- TEKS YANG DIBERIKAN -
A.
Biografi Al-Zamakhsyari
Nama lengkap Al-Zamakhsyari adalah
Abu AL-Qasim Mahmud bin Umar Al-Khawarizmi Al-Zamakhsyari. Beliau lahir pada
tanggal 27 rajab 467 H di Zamakhsyar, sebuah perkampungan besar dikawasan
Khawarizm (Turkistan). Beliau mulai belajar di negeri sendiri, kemudian
melanjutkan ke Bukhara, dan belajar sastra kepada Syeikh Mansur Abi Mudar.[1]
Setelah itu, beliau pergi ke mekkah dan menetap disana sampai beliau memperoleh
julukan Jarullah (tetangga Allah) dan juga beliau mengarang sebuah kitab yang
berjudul Al-Kasysyaf An Haqa’iqi Gawamidi Al-Tanzil wa Uyuni Al Qawil fi
Wujuhi Al Ta’wil di Mekkah. Beliau Wafat pada tahun 538 H di Jurjaniah,
Khawarizm.
Dalam perjalanan dan perkembangan
intelektualitas az-Zamakhsyari selain dikenal sebgai seorang ahli Tafsir dengan
Tafsir al-Kasysyaf beliau juga dikenal sosok yang ahli dalam ilmu kalam,
filsafat, logika,fiqih, bahasa ka kesusastraan arab yang sangat produktif dalam
berkarya dengan kualitas kandungan keilmuan yang tidak diragukan oleh siapapun
yang menelaahnya.

- MASUKAN -
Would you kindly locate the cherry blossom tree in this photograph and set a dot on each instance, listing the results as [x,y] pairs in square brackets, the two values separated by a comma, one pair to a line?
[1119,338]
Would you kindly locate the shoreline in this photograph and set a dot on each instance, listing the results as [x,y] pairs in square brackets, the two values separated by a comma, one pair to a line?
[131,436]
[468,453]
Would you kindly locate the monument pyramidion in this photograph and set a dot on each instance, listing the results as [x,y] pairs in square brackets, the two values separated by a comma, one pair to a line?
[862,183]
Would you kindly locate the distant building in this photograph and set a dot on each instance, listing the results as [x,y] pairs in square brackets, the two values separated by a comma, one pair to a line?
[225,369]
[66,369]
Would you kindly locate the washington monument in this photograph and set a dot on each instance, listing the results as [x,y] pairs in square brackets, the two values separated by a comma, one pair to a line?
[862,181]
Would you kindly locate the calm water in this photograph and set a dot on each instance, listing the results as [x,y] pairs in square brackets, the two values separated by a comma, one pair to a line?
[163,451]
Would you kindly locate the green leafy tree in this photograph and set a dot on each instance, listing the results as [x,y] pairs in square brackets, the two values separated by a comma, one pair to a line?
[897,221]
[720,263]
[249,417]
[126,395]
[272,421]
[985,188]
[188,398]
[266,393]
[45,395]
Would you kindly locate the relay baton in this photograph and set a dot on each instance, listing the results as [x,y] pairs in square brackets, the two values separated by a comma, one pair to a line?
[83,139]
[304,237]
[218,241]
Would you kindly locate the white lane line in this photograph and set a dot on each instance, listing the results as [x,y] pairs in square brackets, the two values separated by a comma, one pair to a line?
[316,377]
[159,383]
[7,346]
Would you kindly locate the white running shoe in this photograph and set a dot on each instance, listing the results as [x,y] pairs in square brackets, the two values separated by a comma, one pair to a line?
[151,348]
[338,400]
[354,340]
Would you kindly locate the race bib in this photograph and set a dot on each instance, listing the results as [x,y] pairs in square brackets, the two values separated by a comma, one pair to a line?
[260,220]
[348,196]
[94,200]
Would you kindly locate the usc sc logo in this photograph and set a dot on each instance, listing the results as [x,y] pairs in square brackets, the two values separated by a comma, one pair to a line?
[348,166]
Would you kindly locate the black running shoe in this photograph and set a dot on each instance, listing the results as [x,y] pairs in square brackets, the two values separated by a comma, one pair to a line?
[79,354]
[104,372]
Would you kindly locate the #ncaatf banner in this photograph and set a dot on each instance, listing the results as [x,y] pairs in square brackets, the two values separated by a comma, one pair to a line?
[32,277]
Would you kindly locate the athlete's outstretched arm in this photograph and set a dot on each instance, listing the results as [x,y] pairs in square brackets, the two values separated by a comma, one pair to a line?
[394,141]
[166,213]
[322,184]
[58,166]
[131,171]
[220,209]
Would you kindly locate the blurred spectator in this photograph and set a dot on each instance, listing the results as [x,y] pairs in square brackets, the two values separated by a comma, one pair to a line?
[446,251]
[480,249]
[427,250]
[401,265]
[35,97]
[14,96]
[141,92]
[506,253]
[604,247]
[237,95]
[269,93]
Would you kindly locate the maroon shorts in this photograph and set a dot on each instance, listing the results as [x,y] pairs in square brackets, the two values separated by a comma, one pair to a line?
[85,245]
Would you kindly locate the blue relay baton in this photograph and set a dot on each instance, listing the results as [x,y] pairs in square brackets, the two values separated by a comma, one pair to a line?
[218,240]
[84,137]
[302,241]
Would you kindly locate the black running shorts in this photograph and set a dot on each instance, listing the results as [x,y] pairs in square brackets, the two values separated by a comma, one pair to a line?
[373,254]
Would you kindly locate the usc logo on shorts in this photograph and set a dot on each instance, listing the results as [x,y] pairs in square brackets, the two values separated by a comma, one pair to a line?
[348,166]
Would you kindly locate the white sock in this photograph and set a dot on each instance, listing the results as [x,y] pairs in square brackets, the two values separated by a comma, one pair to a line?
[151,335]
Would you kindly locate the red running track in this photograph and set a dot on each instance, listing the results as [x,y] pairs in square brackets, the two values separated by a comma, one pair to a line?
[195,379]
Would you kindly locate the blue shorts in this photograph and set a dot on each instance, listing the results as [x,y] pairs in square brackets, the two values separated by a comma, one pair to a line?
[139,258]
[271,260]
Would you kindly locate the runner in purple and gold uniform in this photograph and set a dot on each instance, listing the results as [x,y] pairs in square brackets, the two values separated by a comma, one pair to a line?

- PETUNJUK TUGAS A -
Ambil setiap baris dari daftar yang mengandung kata "running", dengan membedakan huruf besar dan huruf kecil.
- PETUNJUK TUGAS B -
Teruskan teks biografi Al-Zamakhsyari mulai setelah kalimat terakhirnya.
Teks dan daftar ini tidak saling berkaitan.

- HASIL LATIHAN A -
Would you kindly locate the white running shoe in this photograph and set a dot on each instance, listing the results as [x,y] pairs in square brackets, the two values separated by a comma, one pair to a line?
Would you kindly locate the black running shoe in this photograph and set a dot on each instance, listing the results as [x,y] pairs in square brackets, the two values separated by a comma, one pair to a line?
Would you kindly locate the black running shorts in this photograph and set a dot on each instance, listing the results as [x,y] pairs in square brackets, the two values separated by a comma, one pair to a line?
Would you kindly locate the red running track in this photograph and set a dot on each instance, listing the results as [x,y] pairs in square brackets, the two values separated by a comma, one pair to a line?

- HASIL LATIHAN B -
Menurut al-Hufi buku karangan az-Zamakhsyari mencapai 47
buah; ada yang dalam bentuk besar dan ada yang dalam bentuk kecil. Adapun
sebagian hasil karyanya adalah; 1. Al-Kasysyaf An Haqa’iqi Gawamidi
Al-Tanzil wa Uyuni Al Qawil fi Wujuhi Al Ta’wil, 2. Rabi’ul al-Abrar. Buku ini
mengulas tentang tema seperti waktu, dunia dan akhirat, langit, bintang, dan
sebaginya. 3. Asas al-Balaghah yang tentunya isinya menyangkut tentang
kebahasaan. 4. Al-Nashaih as-Shigar yang berisi kumpulan nasihat-nasihat
dan untaian-untaian hikmah.
B.
Ilmu Kalam Al-Zamakhsyari
Al-Zamakhsyari
dilahirkan di sebuah tempat yang bernama Khawarizm yang merupakan pusat
pemikiran aliran Mu’tazilah. Sehingga inilah yang mewarnai pemikirannya.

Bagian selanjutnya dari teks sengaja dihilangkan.